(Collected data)
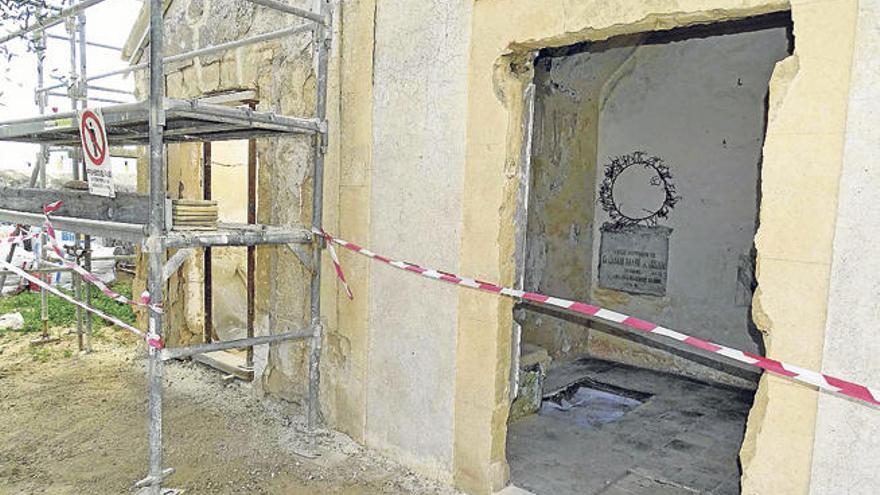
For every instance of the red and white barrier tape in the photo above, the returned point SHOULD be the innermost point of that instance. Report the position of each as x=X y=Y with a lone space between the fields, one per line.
x=152 y=339
x=85 y=274
x=18 y=236
x=796 y=373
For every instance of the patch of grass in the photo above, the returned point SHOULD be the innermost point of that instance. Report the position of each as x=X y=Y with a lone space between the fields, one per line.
x=62 y=313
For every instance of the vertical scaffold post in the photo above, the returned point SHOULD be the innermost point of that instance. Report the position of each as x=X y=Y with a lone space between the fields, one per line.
x=42 y=161
x=323 y=38
x=154 y=245
x=84 y=94
x=75 y=94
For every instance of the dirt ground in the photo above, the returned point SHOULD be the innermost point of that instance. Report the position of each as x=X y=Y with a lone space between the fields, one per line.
x=76 y=424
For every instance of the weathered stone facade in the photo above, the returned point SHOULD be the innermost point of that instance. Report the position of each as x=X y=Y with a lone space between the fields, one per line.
x=426 y=112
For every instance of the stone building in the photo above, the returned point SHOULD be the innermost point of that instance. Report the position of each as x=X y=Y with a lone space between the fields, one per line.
x=477 y=136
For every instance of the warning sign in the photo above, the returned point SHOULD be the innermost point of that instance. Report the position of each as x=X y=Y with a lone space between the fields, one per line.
x=96 y=152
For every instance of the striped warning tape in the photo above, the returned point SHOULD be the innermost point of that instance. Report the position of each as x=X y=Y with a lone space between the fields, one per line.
x=153 y=341
x=18 y=236
x=796 y=373
x=85 y=274
x=152 y=338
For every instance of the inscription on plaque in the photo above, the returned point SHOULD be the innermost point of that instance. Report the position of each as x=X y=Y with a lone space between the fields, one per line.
x=634 y=259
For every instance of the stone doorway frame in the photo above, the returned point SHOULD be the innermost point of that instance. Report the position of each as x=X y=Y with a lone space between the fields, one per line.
x=802 y=160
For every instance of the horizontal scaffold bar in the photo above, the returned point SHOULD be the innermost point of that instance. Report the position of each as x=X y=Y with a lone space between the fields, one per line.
x=50 y=21
x=112 y=230
x=238 y=235
x=125 y=208
x=208 y=50
x=182 y=352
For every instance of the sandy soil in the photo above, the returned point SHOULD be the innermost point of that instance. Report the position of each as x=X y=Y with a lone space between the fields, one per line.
x=76 y=424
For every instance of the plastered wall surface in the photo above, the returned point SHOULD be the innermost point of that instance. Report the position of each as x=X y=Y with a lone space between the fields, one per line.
x=419 y=101
x=698 y=104
x=801 y=167
x=229 y=265
x=848 y=433
x=488 y=71
x=282 y=74
x=562 y=205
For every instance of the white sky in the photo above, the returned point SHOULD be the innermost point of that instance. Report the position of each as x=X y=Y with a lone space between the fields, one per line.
x=108 y=22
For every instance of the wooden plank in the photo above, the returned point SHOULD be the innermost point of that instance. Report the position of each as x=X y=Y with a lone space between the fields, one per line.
x=226 y=362
x=125 y=208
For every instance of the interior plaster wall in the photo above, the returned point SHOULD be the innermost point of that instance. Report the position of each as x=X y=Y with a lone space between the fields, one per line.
x=562 y=200
x=699 y=104
x=847 y=439
x=802 y=159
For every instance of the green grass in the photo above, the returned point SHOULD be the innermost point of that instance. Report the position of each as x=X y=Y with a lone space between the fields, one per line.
x=62 y=313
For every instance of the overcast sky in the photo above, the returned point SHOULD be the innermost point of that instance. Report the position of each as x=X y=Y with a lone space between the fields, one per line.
x=110 y=23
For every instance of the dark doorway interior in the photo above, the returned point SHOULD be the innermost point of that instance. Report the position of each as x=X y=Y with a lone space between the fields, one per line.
x=644 y=198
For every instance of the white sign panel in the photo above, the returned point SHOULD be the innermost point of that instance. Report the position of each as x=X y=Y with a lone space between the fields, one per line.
x=96 y=152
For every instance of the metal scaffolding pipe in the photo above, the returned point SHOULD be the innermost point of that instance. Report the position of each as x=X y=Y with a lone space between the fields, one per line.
x=89 y=43
x=209 y=50
x=182 y=352
x=154 y=245
x=322 y=42
x=51 y=20
x=110 y=90
x=290 y=9
x=113 y=230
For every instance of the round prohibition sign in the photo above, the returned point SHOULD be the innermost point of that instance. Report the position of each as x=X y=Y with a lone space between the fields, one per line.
x=92 y=135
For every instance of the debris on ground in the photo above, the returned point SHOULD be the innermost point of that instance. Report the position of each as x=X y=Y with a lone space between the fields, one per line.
x=11 y=321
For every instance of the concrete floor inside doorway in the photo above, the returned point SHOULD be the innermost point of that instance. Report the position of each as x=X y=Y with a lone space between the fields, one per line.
x=650 y=433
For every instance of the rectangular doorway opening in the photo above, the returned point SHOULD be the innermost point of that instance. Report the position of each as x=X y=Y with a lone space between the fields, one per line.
x=230 y=172
x=643 y=198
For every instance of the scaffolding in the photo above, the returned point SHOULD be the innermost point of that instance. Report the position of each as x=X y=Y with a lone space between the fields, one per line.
x=155 y=122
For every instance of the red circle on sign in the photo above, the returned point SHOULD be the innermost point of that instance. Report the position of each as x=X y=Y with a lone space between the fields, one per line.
x=100 y=149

Short problem:
Extract every line of the listing above and reproduce each one unchanged. Leave out the pictures.

Output below:
For every instance of the red and white barrier tape in the photo above, the returned point SHOULD be the innermost point of that instance. Report the position of each as x=X y=Y with a lone space between the fields, one per line.
x=152 y=339
x=85 y=274
x=18 y=236
x=796 y=373
For every instance of the patch of grass in the photo above, the returned point SHOULD be the innermost point of that instance. Report the position of each as x=X y=Y with a lone space between the fields, one per line.
x=62 y=313
For every instance of the vertical scaffold post in the photo above, the returned point SHOULD be the innermost point of that instance. Report the position of each as x=X y=Y with a lone space between the fields, one per line.
x=42 y=161
x=323 y=38
x=154 y=245
x=84 y=94
x=75 y=94
For every instance of the dirt ground in the photo above, the returned point SHOULD be the innermost point of that instance. Report the position of each as x=X y=Y with a lone space between the fields, one per line.
x=76 y=424
For every instance of the weathered stone facade in the photo above, the returned point SHOULD be the innermost point of that instance. Report the position of each as x=X y=Y with a lone space between the fields, one per line.
x=426 y=112
For every instance of the stone building in the photo above, the returned point SHOULD be the innermost point of that instance. Report the position of each as x=X y=Y with a lone space between the fields, one per line.
x=477 y=136
For every instance of the warning sign in the photo above, the returned point SHOULD be the innermost point of that instance. Report the position of each as x=X y=Y with a lone space between the fields, one per line.
x=96 y=152
For every instance of the striped warning tape in the photo above, the returned point SHOULD be the innermost point of that instance. Report the position of each as x=X y=Y with a lone space between the fields, one per line.
x=153 y=341
x=18 y=236
x=796 y=373
x=85 y=274
x=152 y=338
For every instance of the inscription on plaque in the photo above, the returned point SHOULD be the innermost point of that instance. Report the position of each as x=X y=Y with a lone space between the fields, one per line.
x=634 y=259
For every instance of the stone doorway frame in the photo above, the returned point SHOULD be the innermost point of that instance. Report the position of each as x=X y=Y with a lone space between the fields, one per line.
x=802 y=160
For every instance of the horizontal scaffold bar in the photo above, the returned point SHOULD be the innermost point of that instance. Report the position of each as x=X y=Y with a lone space between the fields, one per line.
x=50 y=21
x=112 y=230
x=238 y=235
x=125 y=208
x=208 y=50
x=182 y=352
For every instance of the sandy soil in the photo above, the returned point SHOULD be the innermost point of that instance. Report the position of each as x=X y=Y with a lone space between the fields, one per line.
x=76 y=424
For every instance of the plastered wall surface in the photo above, the returned point SHOULD be the innermost point of that instance. Report the position of each as x=X y=Y with a lone space between the fields, one per line.
x=419 y=101
x=698 y=104
x=801 y=167
x=229 y=265
x=848 y=433
x=488 y=71
x=282 y=74
x=562 y=205
For every instance of the white sky in the photo above, the returned point SHOULD be the innermost point of that instance. Report the position of each as x=X y=Y with a lone space between the fields, one per line.
x=108 y=22
For every instance of the wooden plank in the photo above, the returned point SHOULD be the innermost point of that instance. Report the position of each as x=X y=Y with a lone space between the fields, one per line.
x=226 y=362
x=125 y=208
For every instance of the interior plaster wall in the photo above, the returned point SHOULD be the innermost point of that instance. Report the position of each as x=X y=Y with a lone space between the fields, one per line.
x=562 y=200
x=699 y=104
x=847 y=439
x=802 y=159
For every instance of the green grass in the photo above, the returned point SHOULD be the innermost point of that instance. Report the position of each as x=X y=Y with a lone space between the fields, one per line.
x=62 y=313
For every instance of the overcast sky in the photo above, the returned point SHOULD be the innermost point of that instance. Report the position of each as x=X y=Y with a lone space between the fields, one per line.
x=110 y=23
For every instance of the dark doorway interior in the photo above, the returned point SHOULD be the innermost point of that instance. Report the position of each as x=X y=Y with a lone space between the fields, one per line.
x=644 y=198
For every instance of the white sign panel in the photo above, the returned point SHOULD be the innermost point of that instance. Report the position of each as x=X y=Y with a lone space between the fields, one per line.
x=96 y=152
For every instance of the metal scaffolding pipe in the photo above, the returned point SHOULD be the innermost point of that instance. Report the position of each as x=X y=Y with a lone space between the fields, one per line.
x=89 y=43
x=209 y=50
x=182 y=352
x=154 y=245
x=322 y=42
x=51 y=20
x=110 y=90
x=290 y=9
x=113 y=230
For every instance of the round prohibition sign in the photo above, the returned point SHOULD be the innermost point of that instance. Report the position of each as x=X y=Y with a lone space between the fields, one per line.
x=92 y=135
For every instance of the debris on ground in the photo above, the returned point SHOULD be the innermost point of that instance. Report the position of each as x=X y=Y with a lone space between the fields, one per line.
x=11 y=321
For every instance of the concrete floor inside doorway in the photo above, the returned point SHOULD be the innermost point of that instance. Report the position of each as x=X y=Y with a lone space between the fields, one per line.
x=650 y=433
For every instance of the rectangular doorway opening in the photo above, the returned point SHOULD be the innermost point of that instance. Report the position of each as x=X y=Y with a lone space between the fields, one per line.
x=230 y=172
x=643 y=198
For every instance of the scaffolding in the photo above, the returned point SHOULD be the innermost point of that instance. Report the position of each as x=X y=Y with a lone space between the fields, one per line.
x=155 y=122
For every instance of the red circle on sign in the photo above, the returned point SHOULD be the innermost point of that instance. Report the position of each as x=X y=Y with a lone space between the fields, one per line.
x=100 y=149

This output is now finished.